Recorded data
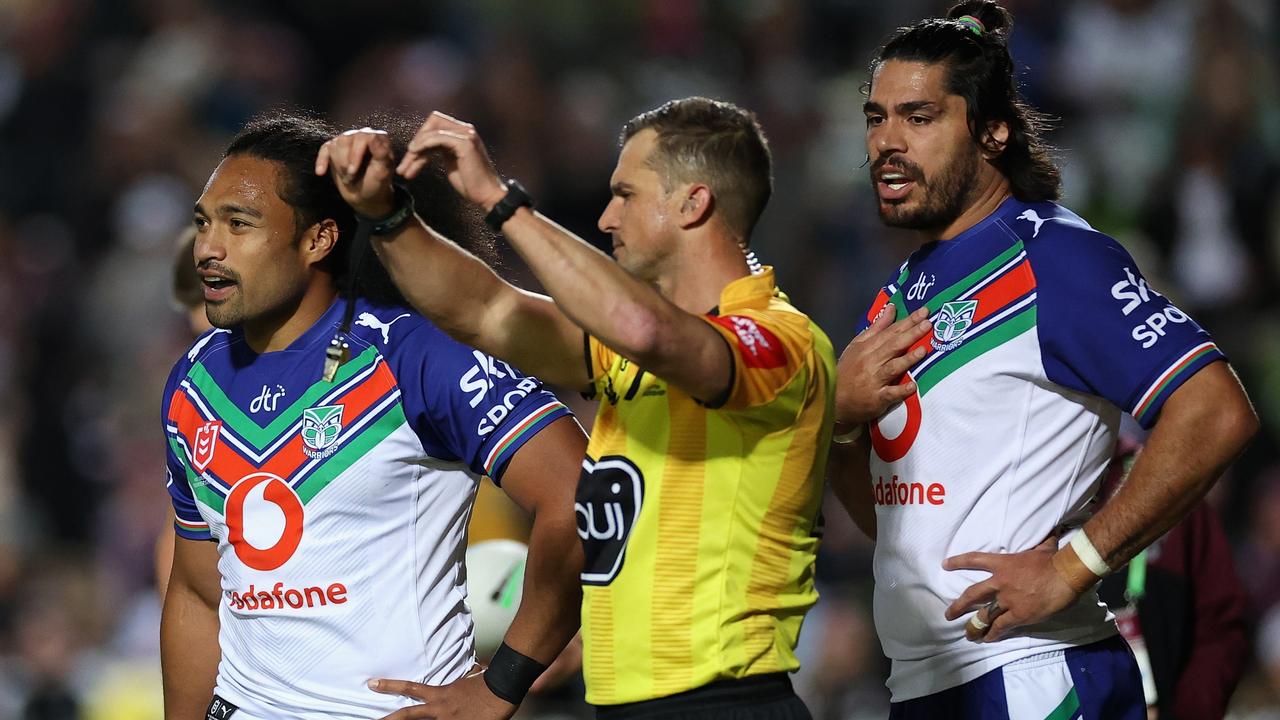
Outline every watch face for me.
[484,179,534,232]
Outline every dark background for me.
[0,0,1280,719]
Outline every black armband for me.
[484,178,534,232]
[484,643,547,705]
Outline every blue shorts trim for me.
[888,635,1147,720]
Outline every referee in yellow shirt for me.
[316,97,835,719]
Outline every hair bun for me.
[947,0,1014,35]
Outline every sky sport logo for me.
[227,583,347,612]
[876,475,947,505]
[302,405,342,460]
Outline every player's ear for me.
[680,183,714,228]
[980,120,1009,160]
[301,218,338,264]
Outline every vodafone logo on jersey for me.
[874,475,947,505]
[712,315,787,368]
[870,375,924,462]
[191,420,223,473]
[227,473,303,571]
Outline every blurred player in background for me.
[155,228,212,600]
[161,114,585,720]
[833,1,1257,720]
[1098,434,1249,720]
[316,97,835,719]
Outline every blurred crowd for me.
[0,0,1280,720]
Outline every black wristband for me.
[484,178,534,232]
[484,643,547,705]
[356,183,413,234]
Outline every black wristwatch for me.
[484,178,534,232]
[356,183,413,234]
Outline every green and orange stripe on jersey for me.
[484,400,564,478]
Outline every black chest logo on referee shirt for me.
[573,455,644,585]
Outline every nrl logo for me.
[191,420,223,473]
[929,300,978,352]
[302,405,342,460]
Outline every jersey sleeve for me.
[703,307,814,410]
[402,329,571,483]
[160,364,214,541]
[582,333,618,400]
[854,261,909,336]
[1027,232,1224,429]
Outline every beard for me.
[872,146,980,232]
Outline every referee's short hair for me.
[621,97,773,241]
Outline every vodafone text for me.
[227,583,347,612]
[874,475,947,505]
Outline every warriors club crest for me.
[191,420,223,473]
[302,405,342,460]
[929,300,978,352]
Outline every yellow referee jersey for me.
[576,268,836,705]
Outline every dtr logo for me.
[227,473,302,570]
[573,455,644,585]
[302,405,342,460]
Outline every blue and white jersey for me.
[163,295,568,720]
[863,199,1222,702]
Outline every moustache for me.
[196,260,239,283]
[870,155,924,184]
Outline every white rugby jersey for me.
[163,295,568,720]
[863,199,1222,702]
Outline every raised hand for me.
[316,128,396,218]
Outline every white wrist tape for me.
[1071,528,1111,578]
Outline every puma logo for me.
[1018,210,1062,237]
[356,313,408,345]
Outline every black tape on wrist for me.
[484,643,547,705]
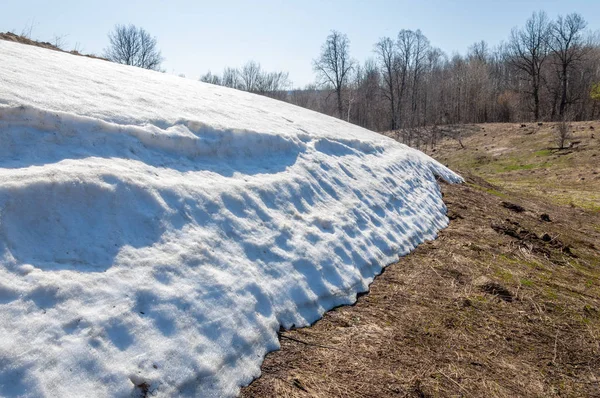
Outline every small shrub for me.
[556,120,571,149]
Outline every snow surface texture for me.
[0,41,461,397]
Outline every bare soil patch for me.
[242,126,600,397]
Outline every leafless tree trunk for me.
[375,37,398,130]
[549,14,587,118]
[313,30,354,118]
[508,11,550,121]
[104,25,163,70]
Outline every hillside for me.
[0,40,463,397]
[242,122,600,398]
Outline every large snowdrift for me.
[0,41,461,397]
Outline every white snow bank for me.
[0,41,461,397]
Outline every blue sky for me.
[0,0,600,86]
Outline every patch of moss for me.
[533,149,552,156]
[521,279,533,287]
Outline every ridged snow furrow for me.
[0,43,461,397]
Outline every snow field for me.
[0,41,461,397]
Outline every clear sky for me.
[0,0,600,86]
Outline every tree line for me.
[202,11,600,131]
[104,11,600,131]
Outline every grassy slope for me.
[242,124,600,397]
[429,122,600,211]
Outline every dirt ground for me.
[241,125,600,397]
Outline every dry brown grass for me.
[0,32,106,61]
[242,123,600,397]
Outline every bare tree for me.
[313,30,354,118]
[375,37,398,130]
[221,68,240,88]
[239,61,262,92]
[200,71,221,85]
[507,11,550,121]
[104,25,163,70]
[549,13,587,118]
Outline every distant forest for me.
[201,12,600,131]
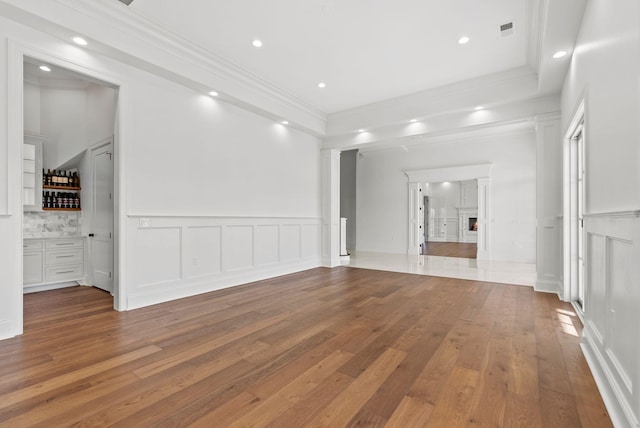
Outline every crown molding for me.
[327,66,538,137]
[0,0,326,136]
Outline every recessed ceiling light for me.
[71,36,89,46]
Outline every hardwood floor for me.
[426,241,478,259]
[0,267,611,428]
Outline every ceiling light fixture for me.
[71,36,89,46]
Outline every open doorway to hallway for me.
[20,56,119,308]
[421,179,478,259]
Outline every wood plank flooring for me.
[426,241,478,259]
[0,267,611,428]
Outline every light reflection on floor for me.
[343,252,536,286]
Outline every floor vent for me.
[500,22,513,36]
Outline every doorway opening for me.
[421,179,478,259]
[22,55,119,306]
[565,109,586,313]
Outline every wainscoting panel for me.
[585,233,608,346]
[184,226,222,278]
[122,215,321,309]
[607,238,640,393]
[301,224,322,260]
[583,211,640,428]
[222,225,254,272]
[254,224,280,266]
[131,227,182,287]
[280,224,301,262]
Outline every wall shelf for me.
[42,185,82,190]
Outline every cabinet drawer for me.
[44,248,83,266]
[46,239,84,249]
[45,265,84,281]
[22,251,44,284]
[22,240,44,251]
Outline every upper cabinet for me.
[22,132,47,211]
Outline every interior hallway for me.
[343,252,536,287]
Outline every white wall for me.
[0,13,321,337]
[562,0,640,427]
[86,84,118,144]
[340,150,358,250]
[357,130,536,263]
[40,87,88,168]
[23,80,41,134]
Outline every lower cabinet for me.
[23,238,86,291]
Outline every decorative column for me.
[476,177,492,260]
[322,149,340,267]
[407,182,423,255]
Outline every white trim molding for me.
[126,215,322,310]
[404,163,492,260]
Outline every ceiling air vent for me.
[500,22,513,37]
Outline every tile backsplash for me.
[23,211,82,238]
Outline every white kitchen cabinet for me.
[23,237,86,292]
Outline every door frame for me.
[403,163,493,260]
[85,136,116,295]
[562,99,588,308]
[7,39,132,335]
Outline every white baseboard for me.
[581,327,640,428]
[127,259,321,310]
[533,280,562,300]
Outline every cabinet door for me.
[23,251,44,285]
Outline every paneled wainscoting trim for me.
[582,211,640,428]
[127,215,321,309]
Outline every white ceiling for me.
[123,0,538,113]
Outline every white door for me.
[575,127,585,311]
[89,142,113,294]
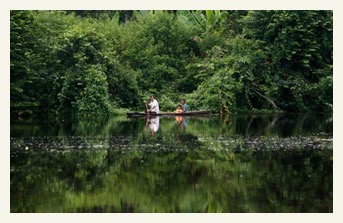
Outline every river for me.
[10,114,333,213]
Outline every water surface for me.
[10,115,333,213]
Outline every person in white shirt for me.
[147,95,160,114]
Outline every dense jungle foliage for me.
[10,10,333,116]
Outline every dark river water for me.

Short problem
Rewrite the rows between the line holding "Outline every dirt ground for me." and the line holding "[343,252,536,287]", inclusive, with "wainscoting panel" changed to "wall panel" and nothing else altered. Omit the pictures.

Result of the exercise
Outline every dirt ground for me.
[241,125,600,397]
Outline every dry brown grass for me.
[0,32,106,61]
[242,123,600,397]
Outline every bare tree for me.
[313,30,354,118]
[375,37,398,130]
[221,68,240,88]
[239,61,262,92]
[200,71,221,85]
[507,11,550,121]
[104,25,163,70]
[549,13,587,118]
Outline every distant forest for me.
[201,12,600,131]
Outline every crown molding for me.
[327,66,538,137]
[0,0,326,136]
Outline every recessed ceiling light for me.
[71,36,89,46]
Outline every hardwood floor for me.
[426,241,478,259]
[0,267,611,428]
Outline every ceiling light fixture for me.
[71,36,89,46]
Outline every open doorway to hallway for me.
[20,56,119,308]
[421,179,478,259]
Outline every wood plank flooring for me.
[426,241,478,259]
[0,267,611,428]
Outline every light reflection on floor for me.
[343,252,536,286]
Outline every floor vent for me.
[500,22,513,36]
Outline every doorway opening for me.
[421,179,478,259]
[22,55,119,306]
[565,109,586,313]
Outline every wall panel for me.
[585,233,608,346]
[184,226,222,278]
[122,215,321,309]
[607,238,640,393]
[301,224,322,260]
[583,211,640,428]
[222,225,254,272]
[254,224,280,266]
[131,227,182,287]
[280,224,301,262]
Outline every wall shelf for me.
[42,185,82,190]
Outline every cabinet drawer for me.
[44,248,83,266]
[46,239,84,249]
[45,265,84,281]
[22,251,44,284]
[22,240,44,251]
Outline every upper cabinet for me.
[22,132,47,211]
Outline every interior hallway for me.
[343,252,536,287]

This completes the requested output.